**Yapılacak işler**
1. Van depremi yazısına göre yazarın dün Hakkari'deki terör saldırısı ve Başbakan'ın medya yöneticileriyle toplantısı üzerine düşündüğü satırlar neden yarım kaldı? Bir ile üç cümleyle açıklayın.
2. Van depremi yazısını son cümlesinden sonra sürdürün.

**Yazı metni**
########################################

24 Eki 2011 08:21
Son Güncelleme: 23 Kas 2018 12:56
UTANÇ VERİCİ AMA GERÇEK! TÜRKİYE AĞLADI MI?
Milliyet yazarı Aslı Aydıntaşbaş, dün Van'da yaşanan deprem felaketine başka bir pencereden baktı ve can acıtan soruyu sordu.
İşte Aslı Aydıntaşbaş’ın o yazısı...
Türkiye ağladı mı?
Son 5 günde, bu topraklara 100’e yakın cenaze geldi. Yetmiyormuş gibi şimdi de Van’daki deprem. Bu acı, duygusal kopuş noktasına yaklaşan Türkiye insanını ortak kaderde yeniden birleştirebilir mi?
Bu nasıl bir kara buluttur! Beş gün önce Güroymak’dan 10, tam 4 gün önce Hakkari’den 24 ve son 48 saatte yapılan operasyonlarda da en az 48 cenaze daha geldi bu memleketin topraklarına. Bu da yetmezmiş gibi, gözyaşları bir türlü dinmeyen analar, şimdi de Van için ağlayacak!
Dün oturup Hakkari’deki terör saldırısı, ardından da Başbakan’ın medya yöneticileriyle toplantısıyla ilgili iki satır yazacaktım ki, Van’dan acı haber geldi.
7.2 büyüklüğünde deprem, şehir merkezini sallamakla kalmadı, Van’ın güzel beldesi Erciş’i yerle bir etti.
Yunan mitolojisinde, deprem, Olimpos’da oturan Tanrıların insanları cezalandırmasıdır. 1999’da İstanbul’da deprem anını yaşarken de en şaşırdığım, toprağın hışmıydı. Depremi yaşayanlar, hele de zemin katta oturanlar, yerin derinliklerinden gelen o ürkütücü homurtu sesini hala unutmamışlardır sanırım.
“Türkiye ağladı” mı?
Acaba Van depremi de, yaşadığımız gezegenden, bir türlü barışamayan, kucaklaşamayan, silahları susturamayan bizlere gelen bir uyarı mesajı mı?

########################################

**Verilen liste**
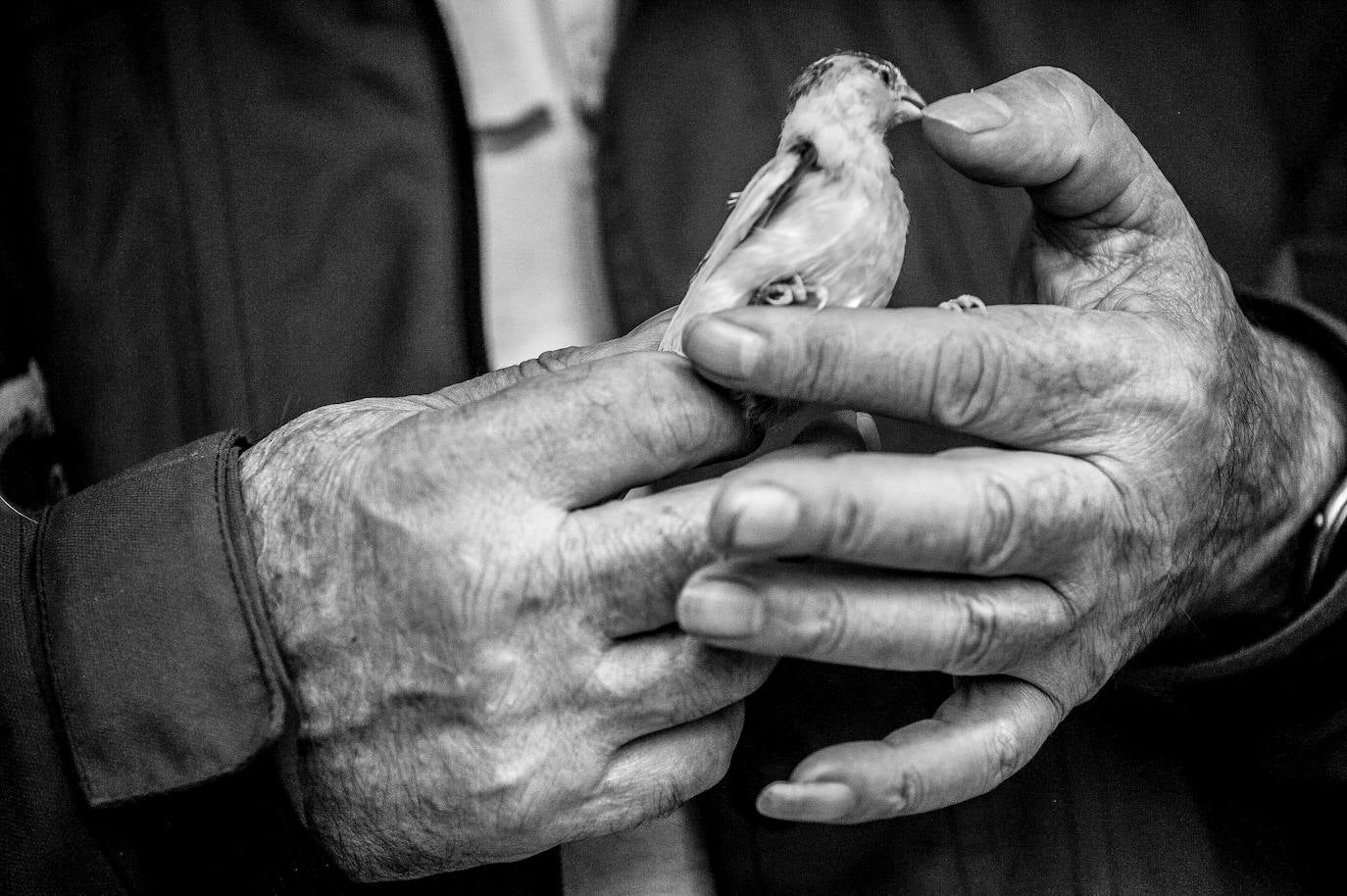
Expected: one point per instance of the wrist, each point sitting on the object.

########################################

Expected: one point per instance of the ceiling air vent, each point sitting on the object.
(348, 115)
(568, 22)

########################################

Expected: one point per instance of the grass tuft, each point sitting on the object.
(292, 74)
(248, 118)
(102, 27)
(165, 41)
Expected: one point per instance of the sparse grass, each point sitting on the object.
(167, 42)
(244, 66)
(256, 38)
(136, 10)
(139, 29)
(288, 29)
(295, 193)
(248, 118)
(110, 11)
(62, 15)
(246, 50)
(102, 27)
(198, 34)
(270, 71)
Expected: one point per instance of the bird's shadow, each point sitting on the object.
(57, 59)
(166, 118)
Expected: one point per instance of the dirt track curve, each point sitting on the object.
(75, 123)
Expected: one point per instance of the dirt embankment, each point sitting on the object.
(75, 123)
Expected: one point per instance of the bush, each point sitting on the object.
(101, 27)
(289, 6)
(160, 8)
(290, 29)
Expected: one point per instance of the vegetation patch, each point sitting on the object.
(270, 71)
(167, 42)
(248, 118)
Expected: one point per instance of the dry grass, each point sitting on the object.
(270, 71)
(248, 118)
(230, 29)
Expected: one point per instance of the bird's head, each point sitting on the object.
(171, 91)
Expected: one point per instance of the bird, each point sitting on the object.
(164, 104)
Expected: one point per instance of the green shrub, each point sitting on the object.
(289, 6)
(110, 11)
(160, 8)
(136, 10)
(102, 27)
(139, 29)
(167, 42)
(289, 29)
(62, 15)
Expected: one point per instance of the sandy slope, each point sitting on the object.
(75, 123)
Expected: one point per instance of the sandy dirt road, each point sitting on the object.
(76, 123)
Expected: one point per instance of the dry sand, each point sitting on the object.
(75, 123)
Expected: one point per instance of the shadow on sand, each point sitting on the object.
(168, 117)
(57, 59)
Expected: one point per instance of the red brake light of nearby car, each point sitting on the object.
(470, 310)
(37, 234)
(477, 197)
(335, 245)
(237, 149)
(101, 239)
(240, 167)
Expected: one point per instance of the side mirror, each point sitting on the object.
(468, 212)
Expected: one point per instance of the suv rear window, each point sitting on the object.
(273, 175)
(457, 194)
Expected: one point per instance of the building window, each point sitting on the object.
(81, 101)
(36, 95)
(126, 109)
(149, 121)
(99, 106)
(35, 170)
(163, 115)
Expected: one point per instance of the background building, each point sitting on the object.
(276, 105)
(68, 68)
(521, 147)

########################################

**Sonuçlar**
1. Yazar tam bu iki konu hakkında yazmaya oturmuştu. O sırada Van'dan depremin acı haberi geldi.

2.
Bugünlerde söz söyleme cesaretini kendinde bulan herkese saygım büyük. Ama hafta içinde Milliyet yazarı Can Dündar’ın “Zor Sorular” başlıklı makalesinde sorduğu 6 soru vardı ki, sözün bittiği yerde tüm doğruları ve duyguları hepimiz için özetledi.
Can, Hakkari saldırısı sonrasında “Türkiye ağladı” ve “Teröre lanet” manşetleri arkasında hepimizin bilip kimsenin söylemediği gerçeği en çıplak haliyle yazmış. Haberlerde seyrettiğimiz bütün bu bayrak yürüyüşleri, yurt çapındaki gösterilerde Güneydoğu’dan hiçbir il yok. Gerçek şu ki Doğu’da, sadece öldürülen PKK’lıların cenazesi geldiğinde kepenkler kapanıyor, suratlar düşüyor, yas ilan ediliyor. Can sormuş “(Bu,) en kederli günde bile duygusal ortaklığı sağlayamadığımızı, ölüme karşı yaşamın yanında saflaşamadığımızı kanıtlamıyor mu?”
Hem de nasıl! Başka örnekler de var. Dün Facebook’da, Twitter’da Van’la ilgili “Oh olsun!” yorumları yapanlar vardı. Ürkütücü, feci, tatsız, ama gerçek.
Cesaretin kırıldığı, dillerin ısırıldığı, etraftaki şiddet şehvetini kaldıramayanların gözlerini utançla başka yere çevirdiği noktada, Van geldi başımıza.
Deprem de ölüm de Allah’ın takdiridir deyip geçmeyin. Artık bu ülkede yaraları sarma, cenazeleri durdurma, silahları susturmak için neler yapacağımızı düşünme vakti geldi.
Gelin Van’daki trajedi, bir şeylere vesile olsun.
Van hem çok güzel, hem de özel bir köşesidir Türkiye’nin. Nüfusu Kürt ağırlıklı olmakla birlikte, Türkmen, Arap ve geçmişte Ermenileri de barındırdı.
Van’dan fotoğraf karesi
Göl kıyısındaki şehrin, ne tek bir rengi, ne de sesi var. Son seçimde BDP destekli bağımsızlar, seçmenin yüzde % 50’si kazandı. Ama hem 2009 yerel seçimleri, hem de genel seçimlerde nüfusun % 40’ı da Ak Parti’ye yöneldi. Depremin ana üssü Erciş’te de tam tersi, %48 Ak Parti, %42 BDP.
Böyle bir günde siyasetten, rakamlardan neden söz ediyorum?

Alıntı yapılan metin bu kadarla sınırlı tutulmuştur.